On the merits, it was contended, that in a proceeding of forfeiture like this, the rules of evidence applying to penal or criminal proceedings are to be observed; and that, accordingly, fraudulent intention must be proved. Unexplained discrepancy between the entry and the package may testify the sinister purpose; but still, the court must be satisfied of that purpose having existed, before it will condemn in a case of this description. 9 Wheat. 430; 3 Ibid. 232; 6 Ibid. 120; 2 Mason 48; 12 Wheat. 480; 1 Paine 129, 499. Whether adjudged brown or white, there is no ground for forfeiture of the sugars, the testimony exhibiting justification for a belief that the sugars should, or might be, determined brown, and the court's opinion to the contrary only settling a doubt, and at most establishing an error of judgment and not a wilful deception: no presumption of fraudulent representative necessarily arises from showing a specification of an entry to be incorrect, in regard to the commercial character or designation of an article, when that incident of the article is speculative, or may be variously interpreted; or when, at all events, as in this case, it is variously defined by the opinions and experience of commercial witnesses.

Taney, Attorney-General, contended, that the opinion of the district judge of Louisiana, in condemning the sugars, and refusing the appeal, was correct.

McLEAN, Justice, delivered the opinion of the court.

This case is brought before the court, by an application for a mandamus, to be directed to the judge of the court of the United States for the district of Louisiana, requiring him to allow an appeal from the judgment of that court.

In their petition, the claimants state that the eighty-four boxes of sugar were consigned to them at New Orleans, and that on their arrival, they were libelled by the United States for an alleged breach of the revenue laws; that the sugars were valued by the two custom-house appraisers at $2602.51; that they were afterwards condemned and sold by the marshal, at public sale, for $2338.48, leaving $2150.06, after deducting the costs and charges of the sale. From the judgment of condemnation, the claimants prayed an appeal to the supreme court; which was refused, on the ground, that the value of the sugars, exclusive of duties, is less than $2000. By consent of parties, if the claimants shall, in the judgment of this court, be entitled to an appeal, the merits of the case shall be considered as regularly before the court, for a final decision.

Whether the claimants were entitled to an appeal, is the first point to be considered. The decision of this question depends on the amount in controversy. If it be less than $2000, the judgment of the district court was final, and cannot be revised by an appeal. The judgment of condemnation was entered on the 9th of April 1831, and on the 28th of the same month, under the order of the court, the marshal sold the property. On the 19th of April, an appeal was prayed, and an order was made, that the district-attorney should show cause on the 23d of the same month, why an appeal should not be granted.

########

Exercise task a
In the court opinion excerpt, for what amount did the marshal sell the sugars at public sale?
The court opinion excerpt and the entries are unrelated to each other.

Supplied data
########

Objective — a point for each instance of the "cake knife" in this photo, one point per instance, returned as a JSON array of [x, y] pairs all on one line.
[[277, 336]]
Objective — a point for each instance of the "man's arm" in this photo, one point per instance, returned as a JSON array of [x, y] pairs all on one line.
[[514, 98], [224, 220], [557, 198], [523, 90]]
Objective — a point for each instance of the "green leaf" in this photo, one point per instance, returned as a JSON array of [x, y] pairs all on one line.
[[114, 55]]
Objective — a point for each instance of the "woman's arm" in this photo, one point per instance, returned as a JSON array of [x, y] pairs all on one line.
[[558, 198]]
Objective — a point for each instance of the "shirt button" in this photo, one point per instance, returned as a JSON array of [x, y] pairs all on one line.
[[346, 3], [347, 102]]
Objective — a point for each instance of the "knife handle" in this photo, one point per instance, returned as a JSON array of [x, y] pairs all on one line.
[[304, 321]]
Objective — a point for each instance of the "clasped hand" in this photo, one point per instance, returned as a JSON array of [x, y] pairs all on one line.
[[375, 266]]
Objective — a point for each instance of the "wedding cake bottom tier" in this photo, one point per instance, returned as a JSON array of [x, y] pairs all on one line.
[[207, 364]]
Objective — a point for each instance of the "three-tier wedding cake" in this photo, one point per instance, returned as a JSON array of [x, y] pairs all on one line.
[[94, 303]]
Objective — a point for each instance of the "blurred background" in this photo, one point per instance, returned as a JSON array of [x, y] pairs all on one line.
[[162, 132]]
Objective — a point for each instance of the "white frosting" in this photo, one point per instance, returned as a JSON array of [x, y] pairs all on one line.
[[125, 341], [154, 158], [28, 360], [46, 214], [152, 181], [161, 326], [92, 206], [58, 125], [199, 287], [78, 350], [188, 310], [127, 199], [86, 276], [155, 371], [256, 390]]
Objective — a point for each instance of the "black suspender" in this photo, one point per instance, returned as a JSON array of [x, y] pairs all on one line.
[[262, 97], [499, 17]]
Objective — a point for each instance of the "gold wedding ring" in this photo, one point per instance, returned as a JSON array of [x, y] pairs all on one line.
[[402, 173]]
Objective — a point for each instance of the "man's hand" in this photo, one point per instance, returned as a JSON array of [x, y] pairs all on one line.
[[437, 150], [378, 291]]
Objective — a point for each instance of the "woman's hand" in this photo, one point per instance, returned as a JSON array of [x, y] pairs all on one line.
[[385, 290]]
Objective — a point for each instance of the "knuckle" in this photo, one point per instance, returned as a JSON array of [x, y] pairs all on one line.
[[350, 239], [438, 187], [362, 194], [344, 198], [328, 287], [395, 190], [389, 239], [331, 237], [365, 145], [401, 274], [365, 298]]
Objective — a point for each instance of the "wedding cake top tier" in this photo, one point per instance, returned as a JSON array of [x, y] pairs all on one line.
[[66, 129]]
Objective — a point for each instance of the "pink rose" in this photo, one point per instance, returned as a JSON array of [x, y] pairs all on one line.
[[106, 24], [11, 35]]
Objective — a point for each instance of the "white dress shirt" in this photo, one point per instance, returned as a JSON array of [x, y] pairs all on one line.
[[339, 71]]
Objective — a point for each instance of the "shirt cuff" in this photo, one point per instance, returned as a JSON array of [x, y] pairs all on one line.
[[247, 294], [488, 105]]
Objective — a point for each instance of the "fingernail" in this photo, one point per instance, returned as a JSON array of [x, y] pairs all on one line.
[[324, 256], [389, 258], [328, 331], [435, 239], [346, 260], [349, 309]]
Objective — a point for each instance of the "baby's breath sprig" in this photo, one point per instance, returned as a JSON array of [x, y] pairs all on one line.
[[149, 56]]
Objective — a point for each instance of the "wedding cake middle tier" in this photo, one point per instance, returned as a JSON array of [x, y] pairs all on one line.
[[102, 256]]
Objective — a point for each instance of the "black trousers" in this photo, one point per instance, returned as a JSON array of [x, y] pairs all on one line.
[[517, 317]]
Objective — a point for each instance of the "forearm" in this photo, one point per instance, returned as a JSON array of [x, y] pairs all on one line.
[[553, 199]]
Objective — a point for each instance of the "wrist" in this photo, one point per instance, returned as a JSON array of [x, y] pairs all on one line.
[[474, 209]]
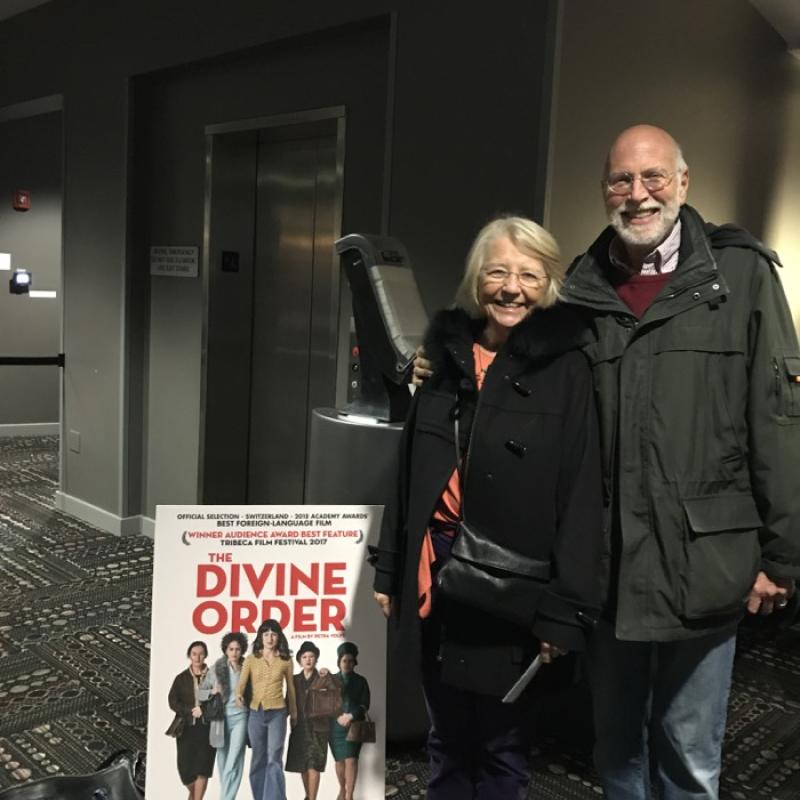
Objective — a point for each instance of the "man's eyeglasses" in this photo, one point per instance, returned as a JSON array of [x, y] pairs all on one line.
[[653, 180], [496, 274]]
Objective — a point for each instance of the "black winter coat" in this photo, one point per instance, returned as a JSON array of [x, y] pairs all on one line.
[[531, 483]]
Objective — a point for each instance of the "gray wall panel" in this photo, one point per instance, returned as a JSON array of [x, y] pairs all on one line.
[[30, 158]]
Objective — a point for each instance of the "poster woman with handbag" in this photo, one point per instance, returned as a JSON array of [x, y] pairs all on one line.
[[268, 673], [229, 734], [355, 704], [491, 552], [319, 699], [190, 689]]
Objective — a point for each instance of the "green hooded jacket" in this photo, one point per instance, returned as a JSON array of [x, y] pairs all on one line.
[[699, 405]]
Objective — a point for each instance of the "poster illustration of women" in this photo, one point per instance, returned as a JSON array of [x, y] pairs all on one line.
[[267, 657]]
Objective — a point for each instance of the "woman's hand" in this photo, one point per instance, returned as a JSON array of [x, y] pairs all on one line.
[[422, 367], [550, 651], [385, 603]]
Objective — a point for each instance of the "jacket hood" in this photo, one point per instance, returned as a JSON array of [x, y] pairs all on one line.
[[733, 236], [544, 334]]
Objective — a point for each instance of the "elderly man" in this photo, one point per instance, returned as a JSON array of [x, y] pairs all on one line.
[[696, 367], [697, 372]]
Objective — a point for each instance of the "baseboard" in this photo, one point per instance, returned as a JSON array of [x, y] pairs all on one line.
[[31, 429], [148, 527], [105, 520]]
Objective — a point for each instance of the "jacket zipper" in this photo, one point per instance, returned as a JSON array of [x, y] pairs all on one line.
[[463, 472]]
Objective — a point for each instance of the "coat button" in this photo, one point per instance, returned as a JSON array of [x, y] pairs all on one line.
[[520, 389], [517, 448]]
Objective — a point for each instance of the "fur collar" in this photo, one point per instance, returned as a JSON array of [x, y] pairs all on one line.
[[544, 334]]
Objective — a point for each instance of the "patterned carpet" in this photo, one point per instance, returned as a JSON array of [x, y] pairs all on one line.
[[74, 639]]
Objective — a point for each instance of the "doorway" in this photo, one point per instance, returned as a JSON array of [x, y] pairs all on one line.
[[272, 301]]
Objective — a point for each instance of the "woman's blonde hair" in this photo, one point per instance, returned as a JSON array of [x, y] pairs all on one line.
[[525, 235]]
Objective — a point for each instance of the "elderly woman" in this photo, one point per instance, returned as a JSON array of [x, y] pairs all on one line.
[[229, 735], [308, 741], [491, 552], [355, 704], [190, 688], [267, 671]]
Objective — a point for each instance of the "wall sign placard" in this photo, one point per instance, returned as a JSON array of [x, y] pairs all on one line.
[[174, 261], [221, 569]]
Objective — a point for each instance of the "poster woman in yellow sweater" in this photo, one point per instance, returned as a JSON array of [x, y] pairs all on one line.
[[268, 669]]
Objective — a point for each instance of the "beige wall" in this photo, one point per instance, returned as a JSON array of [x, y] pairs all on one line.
[[783, 220], [714, 74]]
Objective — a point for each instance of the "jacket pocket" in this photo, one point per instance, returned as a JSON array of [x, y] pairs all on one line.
[[722, 554], [787, 376]]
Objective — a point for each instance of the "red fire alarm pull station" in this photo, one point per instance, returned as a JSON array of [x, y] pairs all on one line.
[[22, 200]]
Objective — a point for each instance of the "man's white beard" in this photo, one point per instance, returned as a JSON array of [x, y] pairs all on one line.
[[648, 236]]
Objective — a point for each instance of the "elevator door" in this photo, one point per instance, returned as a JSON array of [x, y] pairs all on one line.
[[293, 363], [271, 328]]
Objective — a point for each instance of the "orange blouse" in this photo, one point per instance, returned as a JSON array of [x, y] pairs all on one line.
[[448, 508]]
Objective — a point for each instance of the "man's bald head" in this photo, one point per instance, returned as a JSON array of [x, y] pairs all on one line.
[[645, 137], [645, 183]]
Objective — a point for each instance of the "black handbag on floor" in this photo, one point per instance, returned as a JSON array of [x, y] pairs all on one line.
[[116, 782]]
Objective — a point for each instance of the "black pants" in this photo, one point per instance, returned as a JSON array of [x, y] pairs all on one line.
[[479, 747]]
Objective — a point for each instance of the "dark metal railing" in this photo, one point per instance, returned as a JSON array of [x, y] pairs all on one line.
[[32, 361]]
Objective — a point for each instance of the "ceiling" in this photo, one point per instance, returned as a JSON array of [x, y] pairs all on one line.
[[10, 8], [783, 15]]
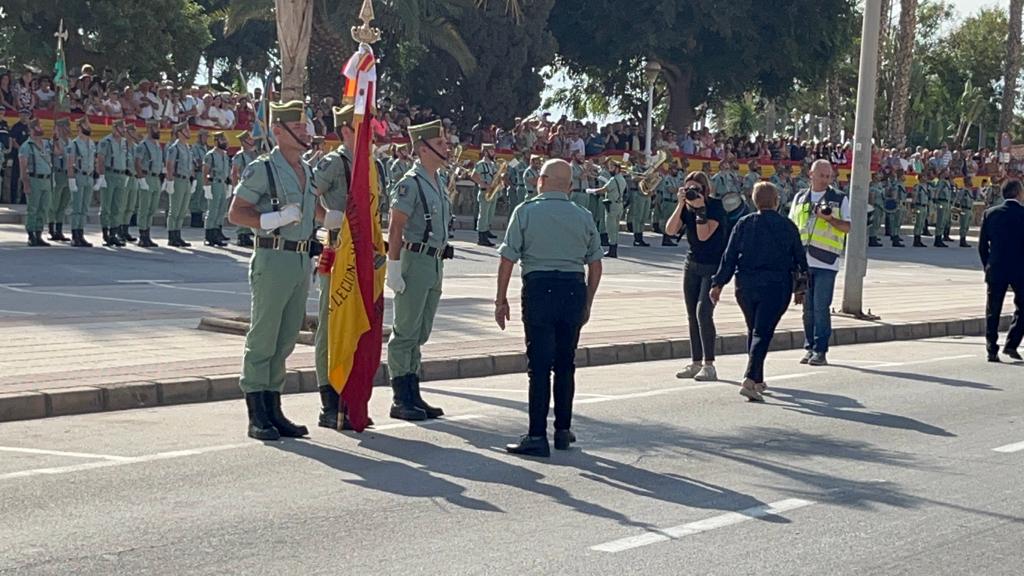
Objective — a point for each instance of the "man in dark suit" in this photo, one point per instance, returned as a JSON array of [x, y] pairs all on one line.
[[1001, 249]]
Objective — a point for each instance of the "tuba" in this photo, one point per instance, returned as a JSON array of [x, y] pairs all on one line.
[[496, 183], [651, 177]]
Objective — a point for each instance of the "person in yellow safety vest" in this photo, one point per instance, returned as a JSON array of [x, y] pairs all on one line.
[[822, 215]]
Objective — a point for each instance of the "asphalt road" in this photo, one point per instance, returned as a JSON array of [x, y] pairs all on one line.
[[901, 458]]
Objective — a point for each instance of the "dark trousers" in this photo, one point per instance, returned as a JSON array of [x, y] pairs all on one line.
[[699, 310], [993, 310], [552, 313], [763, 306]]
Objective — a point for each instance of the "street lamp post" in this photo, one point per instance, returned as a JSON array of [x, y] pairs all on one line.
[[650, 74]]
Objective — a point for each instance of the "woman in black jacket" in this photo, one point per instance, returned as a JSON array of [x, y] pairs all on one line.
[[766, 255]]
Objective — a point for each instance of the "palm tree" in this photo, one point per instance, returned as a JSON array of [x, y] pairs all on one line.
[[1013, 68], [901, 84]]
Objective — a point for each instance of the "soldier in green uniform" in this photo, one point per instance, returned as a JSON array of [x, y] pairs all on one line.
[[129, 207], [198, 202], [553, 241], [61, 194], [922, 205], [893, 206], [244, 157], [148, 165], [275, 197], [37, 180], [177, 166], [81, 161], [215, 178], [331, 178], [876, 201], [483, 174], [417, 250], [112, 165], [666, 199], [964, 209], [943, 191], [577, 192], [611, 195]]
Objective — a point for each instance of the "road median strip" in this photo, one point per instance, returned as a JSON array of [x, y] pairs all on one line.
[[198, 388]]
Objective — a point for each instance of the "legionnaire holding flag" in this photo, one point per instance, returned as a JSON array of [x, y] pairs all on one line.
[[275, 197]]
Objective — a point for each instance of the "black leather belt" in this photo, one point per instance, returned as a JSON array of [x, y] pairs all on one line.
[[418, 248], [278, 243]]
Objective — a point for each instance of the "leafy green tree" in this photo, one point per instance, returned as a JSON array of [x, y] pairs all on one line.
[[707, 50], [144, 38]]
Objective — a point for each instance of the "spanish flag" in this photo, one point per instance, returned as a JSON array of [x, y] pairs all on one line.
[[355, 320]]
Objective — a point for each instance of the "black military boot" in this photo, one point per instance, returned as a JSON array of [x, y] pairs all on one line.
[[260, 426], [402, 407], [432, 412], [288, 428], [330, 405]]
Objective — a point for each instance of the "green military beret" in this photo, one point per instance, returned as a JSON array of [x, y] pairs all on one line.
[[293, 111], [343, 115], [426, 131]]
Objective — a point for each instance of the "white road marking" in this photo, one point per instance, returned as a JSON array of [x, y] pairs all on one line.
[[13, 288], [426, 422], [1010, 448], [721, 521], [122, 461], [60, 453]]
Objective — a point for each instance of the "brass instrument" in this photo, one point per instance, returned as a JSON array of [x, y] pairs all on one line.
[[651, 177], [496, 183]]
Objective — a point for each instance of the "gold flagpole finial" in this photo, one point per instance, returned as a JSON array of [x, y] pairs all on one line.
[[366, 34]]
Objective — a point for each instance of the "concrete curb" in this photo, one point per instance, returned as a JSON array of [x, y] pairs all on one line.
[[84, 400]]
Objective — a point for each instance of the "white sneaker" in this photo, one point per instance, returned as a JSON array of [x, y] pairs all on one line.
[[707, 374], [689, 371]]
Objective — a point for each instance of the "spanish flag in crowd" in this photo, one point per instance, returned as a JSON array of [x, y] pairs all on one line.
[[356, 307]]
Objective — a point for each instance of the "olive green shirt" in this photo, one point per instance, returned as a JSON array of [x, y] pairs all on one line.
[[551, 234], [255, 189], [331, 177], [407, 199]]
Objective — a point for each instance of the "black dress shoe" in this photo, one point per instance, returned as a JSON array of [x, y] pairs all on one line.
[[530, 446], [563, 439]]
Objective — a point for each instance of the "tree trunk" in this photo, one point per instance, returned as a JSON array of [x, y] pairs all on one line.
[[901, 84], [294, 27], [679, 78], [1013, 67]]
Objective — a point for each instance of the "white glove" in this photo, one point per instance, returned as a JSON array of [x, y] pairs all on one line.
[[272, 220], [393, 277], [333, 219]]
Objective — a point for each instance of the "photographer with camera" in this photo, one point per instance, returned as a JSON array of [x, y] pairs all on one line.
[[822, 215], [770, 264], [704, 218]]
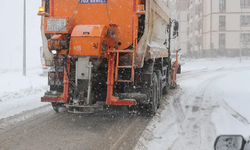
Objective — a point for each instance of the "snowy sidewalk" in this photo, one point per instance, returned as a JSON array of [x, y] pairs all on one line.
[[20, 93]]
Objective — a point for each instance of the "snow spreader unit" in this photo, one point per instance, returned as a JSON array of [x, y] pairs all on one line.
[[107, 52]]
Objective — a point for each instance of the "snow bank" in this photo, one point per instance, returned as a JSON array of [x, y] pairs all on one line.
[[11, 35]]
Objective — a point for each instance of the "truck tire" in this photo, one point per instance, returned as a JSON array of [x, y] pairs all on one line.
[[56, 106], [159, 77], [168, 83], [154, 97]]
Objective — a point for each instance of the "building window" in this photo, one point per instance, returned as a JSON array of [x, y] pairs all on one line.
[[222, 5], [222, 22], [245, 3], [245, 21], [245, 38], [222, 40]]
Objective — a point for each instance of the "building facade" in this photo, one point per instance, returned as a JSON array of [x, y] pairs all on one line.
[[218, 27], [179, 9]]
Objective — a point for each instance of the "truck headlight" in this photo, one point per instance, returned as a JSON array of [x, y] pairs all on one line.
[[54, 52]]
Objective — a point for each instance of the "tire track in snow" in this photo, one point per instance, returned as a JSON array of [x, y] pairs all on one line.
[[198, 113], [233, 112]]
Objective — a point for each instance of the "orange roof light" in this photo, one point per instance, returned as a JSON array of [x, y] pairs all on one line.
[[41, 9]]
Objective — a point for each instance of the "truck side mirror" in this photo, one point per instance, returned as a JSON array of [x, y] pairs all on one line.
[[229, 142], [176, 28]]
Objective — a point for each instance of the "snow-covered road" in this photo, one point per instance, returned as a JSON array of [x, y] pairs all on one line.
[[213, 100]]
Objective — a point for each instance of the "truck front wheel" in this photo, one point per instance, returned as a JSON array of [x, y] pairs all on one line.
[[154, 96]]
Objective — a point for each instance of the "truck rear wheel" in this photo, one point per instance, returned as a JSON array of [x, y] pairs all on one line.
[[56, 106], [154, 97]]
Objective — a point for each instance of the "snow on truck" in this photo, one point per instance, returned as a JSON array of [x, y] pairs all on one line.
[[107, 52]]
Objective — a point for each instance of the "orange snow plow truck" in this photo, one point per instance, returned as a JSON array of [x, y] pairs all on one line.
[[107, 52]]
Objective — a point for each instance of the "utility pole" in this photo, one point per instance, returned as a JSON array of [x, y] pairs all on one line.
[[241, 32], [24, 38]]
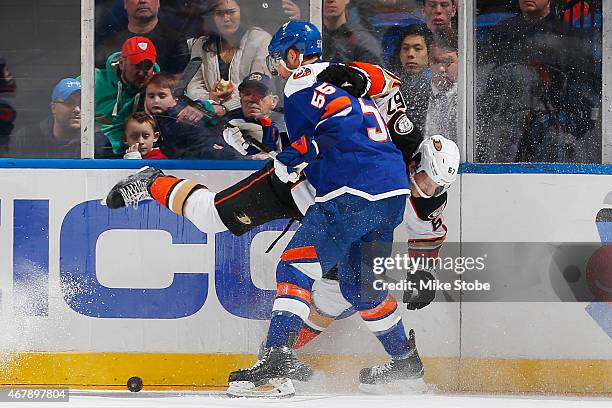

########

Exercise task b
Rewrite the entries as a numbered list, beginning with the first line of the entries and stopping after the line that contains "[[114, 55]]", with blank lines omitted.

Response a
$2338.48

Response b
1. Objective — a point for each instance of the "cake knife" in this photo, one point per instance, returned as a JSON array of [x, y] pairs all on one line.
2. [[277, 336]]
3. Objective — a point for each instance of the "man's arm" in this photo, one point per instance, returned as a JSON array of [x, y] pairs all on one line.
4. [[514, 98], [224, 220], [557, 198], [523, 90]]
5. Objective — a point for each instance of the "green leaf" in this photo, one point per instance, returned as a JSON array of [x, y] pairs all on one line.
6. [[114, 55]]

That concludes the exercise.